# Exercise materials:
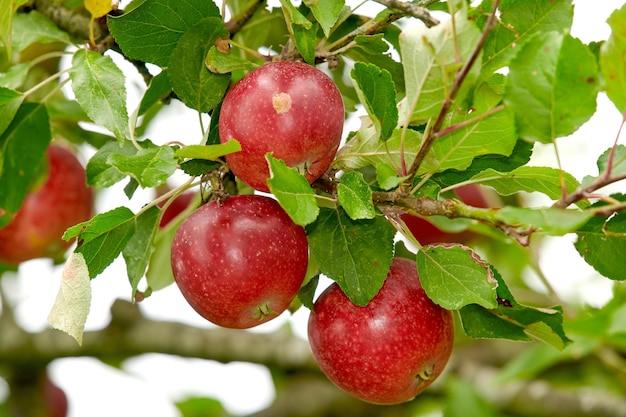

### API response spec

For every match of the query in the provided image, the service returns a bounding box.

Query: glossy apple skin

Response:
[308,257,454,405]
[0,145,94,265]
[401,184,489,245]
[171,194,309,329]
[218,61,344,192]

# Work to be completed:
Copy every record exactly as it appears, apart from any pictures.

# Task result:
### API response spec

For every match of the query in the provided image, the service returns a bounding box.

Query: glossy apple skin

Response:
[308,257,454,405]
[0,145,94,265]
[401,184,489,245]
[171,194,309,329]
[218,61,344,192]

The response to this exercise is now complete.